▶ **DATA FOR THE TASK**
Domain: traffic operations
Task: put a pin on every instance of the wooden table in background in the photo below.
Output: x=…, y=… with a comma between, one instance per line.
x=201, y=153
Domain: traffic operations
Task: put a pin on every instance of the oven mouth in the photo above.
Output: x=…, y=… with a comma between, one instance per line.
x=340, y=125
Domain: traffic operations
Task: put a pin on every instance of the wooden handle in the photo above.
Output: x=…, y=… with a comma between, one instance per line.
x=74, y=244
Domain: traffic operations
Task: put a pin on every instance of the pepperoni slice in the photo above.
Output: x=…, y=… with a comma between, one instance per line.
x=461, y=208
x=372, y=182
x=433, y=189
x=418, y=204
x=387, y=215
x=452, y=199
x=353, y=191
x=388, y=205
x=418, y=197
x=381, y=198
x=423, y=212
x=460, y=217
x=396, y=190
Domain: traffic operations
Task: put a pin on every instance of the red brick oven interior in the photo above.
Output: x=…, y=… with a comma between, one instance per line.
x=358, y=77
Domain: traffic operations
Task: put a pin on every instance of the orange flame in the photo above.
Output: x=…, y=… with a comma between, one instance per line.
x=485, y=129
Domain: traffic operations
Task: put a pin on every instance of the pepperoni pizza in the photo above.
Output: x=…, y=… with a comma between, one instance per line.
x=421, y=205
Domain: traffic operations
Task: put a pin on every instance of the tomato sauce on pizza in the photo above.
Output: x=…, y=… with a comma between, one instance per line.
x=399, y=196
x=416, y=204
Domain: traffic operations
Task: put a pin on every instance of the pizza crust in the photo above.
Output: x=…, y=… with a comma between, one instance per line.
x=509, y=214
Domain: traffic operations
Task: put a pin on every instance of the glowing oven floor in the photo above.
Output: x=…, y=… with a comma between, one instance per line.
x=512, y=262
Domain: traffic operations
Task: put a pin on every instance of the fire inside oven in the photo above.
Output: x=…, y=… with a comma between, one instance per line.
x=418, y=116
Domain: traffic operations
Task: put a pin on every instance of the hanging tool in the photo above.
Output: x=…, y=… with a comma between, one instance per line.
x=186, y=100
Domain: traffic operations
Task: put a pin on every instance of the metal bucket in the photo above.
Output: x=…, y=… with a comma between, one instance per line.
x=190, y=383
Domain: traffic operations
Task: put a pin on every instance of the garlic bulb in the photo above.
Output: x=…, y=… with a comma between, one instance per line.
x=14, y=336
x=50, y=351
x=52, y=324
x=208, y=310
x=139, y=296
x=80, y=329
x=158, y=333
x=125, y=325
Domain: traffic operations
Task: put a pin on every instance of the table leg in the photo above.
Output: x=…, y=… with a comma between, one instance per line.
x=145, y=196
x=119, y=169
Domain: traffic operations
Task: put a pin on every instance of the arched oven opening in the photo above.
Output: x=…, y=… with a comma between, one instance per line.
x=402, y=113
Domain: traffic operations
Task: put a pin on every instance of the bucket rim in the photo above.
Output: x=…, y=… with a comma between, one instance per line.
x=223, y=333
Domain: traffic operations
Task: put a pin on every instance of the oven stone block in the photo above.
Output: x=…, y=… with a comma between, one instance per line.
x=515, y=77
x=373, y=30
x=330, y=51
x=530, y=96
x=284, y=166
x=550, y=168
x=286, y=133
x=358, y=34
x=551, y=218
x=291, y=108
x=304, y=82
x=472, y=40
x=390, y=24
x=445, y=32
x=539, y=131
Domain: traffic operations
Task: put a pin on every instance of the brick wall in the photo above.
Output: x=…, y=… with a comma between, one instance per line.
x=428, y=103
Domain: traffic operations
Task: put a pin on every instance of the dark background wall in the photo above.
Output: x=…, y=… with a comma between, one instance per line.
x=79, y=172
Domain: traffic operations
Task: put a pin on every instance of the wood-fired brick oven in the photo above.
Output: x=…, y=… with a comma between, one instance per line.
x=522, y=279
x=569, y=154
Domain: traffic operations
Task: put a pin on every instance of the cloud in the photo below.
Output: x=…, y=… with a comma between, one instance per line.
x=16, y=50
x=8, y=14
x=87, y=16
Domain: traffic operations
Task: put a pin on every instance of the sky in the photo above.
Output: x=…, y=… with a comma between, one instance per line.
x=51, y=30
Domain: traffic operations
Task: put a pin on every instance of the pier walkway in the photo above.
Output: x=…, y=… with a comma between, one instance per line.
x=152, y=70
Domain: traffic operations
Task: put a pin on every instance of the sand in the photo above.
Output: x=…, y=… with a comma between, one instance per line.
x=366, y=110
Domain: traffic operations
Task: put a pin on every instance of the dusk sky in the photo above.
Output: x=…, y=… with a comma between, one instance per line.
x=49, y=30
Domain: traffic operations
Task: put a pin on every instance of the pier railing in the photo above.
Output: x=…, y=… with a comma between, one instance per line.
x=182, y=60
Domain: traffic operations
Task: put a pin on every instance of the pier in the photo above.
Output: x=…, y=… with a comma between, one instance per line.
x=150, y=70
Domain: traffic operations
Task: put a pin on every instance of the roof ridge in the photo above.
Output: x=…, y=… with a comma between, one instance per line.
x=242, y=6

▶ **EXERCISE AIM**
Rewrite all the entries above, swapping "put a pin on" for "place a marker on" wherever it occurs and changing nothing else.

▶ **SOLUTION TO THE EXERCISE**
Domain: traffic operations
Task: place a marker on every instance of the wooden table in background in the photo below.
Output: x=…, y=… with a comma between, one instance per line.
x=201, y=153
Domain: traffic operations
Task: place a marker on every instance of the oven mouth in the photo above.
Output: x=…, y=… with a comma between, one instance per line.
x=340, y=125
Domain: traffic operations
Task: place a marker on every instance of the wooden handle in the photo above.
Output: x=…, y=… with a comma between, one instance per line.
x=74, y=244
Domain: traffic operations
Task: place a marker on every instance of the pepperoni slice in the photo above.
Output: x=…, y=… with a comma between, one instance per line.
x=461, y=208
x=372, y=182
x=433, y=189
x=418, y=204
x=387, y=215
x=452, y=199
x=353, y=191
x=388, y=205
x=418, y=197
x=381, y=198
x=423, y=212
x=460, y=217
x=396, y=190
Domain: traffic operations
Task: place a marker on every instance of the red brick oven interior in the photo above.
Output: x=…, y=… with a comma between, one instance per line.
x=358, y=77
Domain: traffic operations
Task: place a marker on every instance of the orange flame in the photo above.
Output: x=…, y=… with a comma between, one instance per line.
x=485, y=129
Domain: traffic operations
Task: place a marker on every instance of the pepperoni pizza in the photo above.
Output: x=…, y=… with a comma between, one instance per line.
x=421, y=205
Domain: traffic operations
Task: place a marker on every instance of the tomato sauce on pizza in the photo above.
Output: x=…, y=… with a comma between, one instance per line.
x=399, y=196
x=416, y=204
Domain: traffic operations
Task: place a marker on every instance of the pizza crust in the photo above.
Output: x=…, y=… with a comma between, one instance per line.
x=509, y=214
Domain: traffic operations
Task: place a marker on every instance of the glowing oven floor in the photo above.
Output: x=…, y=… with a comma between, one instance per line.
x=512, y=262
Domain: traffic operations
Task: place a marker on every instance of the fire inside oven in the photo above.
Output: x=…, y=… with a comma between, one instance per line.
x=418, y=116
Domain: traffic operations
Task: place a marker on every instance of the hanging tool in the photo above.
Output: x=…, y=… with a comma between, one instance per line.
x=186, y=100
Domain: traffic operations
Task: place a marker on every instance of the metal bucket in the photo above.
Output: x=…, y=… with a comma between, one instance per line.
x=190, y=383
Domain: traffic operations
Task: place a marker on every instance of the garlic bulb in the photo above.
Output: x=…, y=… with a comma between, one instance per line.
x=14, y=336
x=50, y=351
x=52, y=324
x=208, y=310
x=139, y=296
x=80, y=329
x=158, y=333
x=125, y=325
Domain: traffic operations
Task: place a marker on every instance of the table leg in the photo above.
Output: x=…, y=… with a comma between, one instance per line.
x=145, y=196
x=119, y=169
Domain: traffic operations
Task: place a marker on every instance of the arched oven opening in the photo above.
Output: x=…, y=… with a comma between, one instance per line.
x=402, y=113
Domain: traffic operations
Task: place a marker on every instance of the bucket rim in the photo above.
Output: x=…, y=… with a comma between, one instance per line.
x=223, y=333
Domain: traffic operations
Task: place a marker on every instance of the oven stone block in the photo above.
Output: x=…, y=… with a comma between, one instance per line.
x=515, y=77
x=373, y=30
x=330, y=51
x=530, y=96
x=284, y=166
x=550, y=168
x=286, y=133
x=358, y=34
x=551, y=218
x=291, y=108
x=304, y=82
x=472, y=40
x=390, y=24
x=445, y=32
x=539, y=131
Domain: traffic operations
Task: place a marker on every instance of the brick wall in the photo above.
Output: x=…, y=… with a comma between, one instance per line.
x=428, y=103
Domain: traffic operations
Task: place a marker on every instance of the dark background wall in the photo above.
Output: x=…, y=… with a comma between, one instance per line.
x=79, y=172
Domain: traffic operations
Task: place a marker on every instance of the wood-fired brick oven in the photo above.
Output: x=…, y=… with a comma between, one instance per line.
x=522, y=279
x=569, y=154
Domain: traffic operations
Task: place a marker on every instance of the cloud in the photo below.
Output: x=…, y=… with a comma between, one instance per line.
x=16, y=50
x=8, y=14
x=87, y=16
Domain: traffic operations
Task: place a marker on every instance of the sky in the photo above.
Output: x=…, y=… with a comma between, one instance per line.
x=51, y=30
Domain: traffic operations
Task: place a marker on every instance of the pier walkway in the photo above.
Output: x=…, y=… with a comma between, one instance per line.
x=152, y=70
Domain: traffic operations
Task: place a marker on every instance of the sand in the photo above.
Output: x=…, y=… with a comma between, one instance per line.
x=366, y=110
Domain: traffic operations
Task: place a marker on every instance of the dusk sky in the photo above.
Output: x=…, y=… with a comma between, one instance per line.
x=49, y=30
Domain: traffic operations
Task: place a marker on every instance of the pier railing in the photo above.
Output: x=…, y=… with a comma between, one instance per line.
x=182, y=60
Domain: traffic operations
Task: place a marker on every instance of the pier in the photo above.
Output: x=…, y=… with a comma between, one instance per line.
x=150, y=70
Domain: traffic operations
Task: place a marker on every instance of the roof ridge in the photo above.
Output: x=…, y=… with a comma between, one instance per line.
x=242, y=6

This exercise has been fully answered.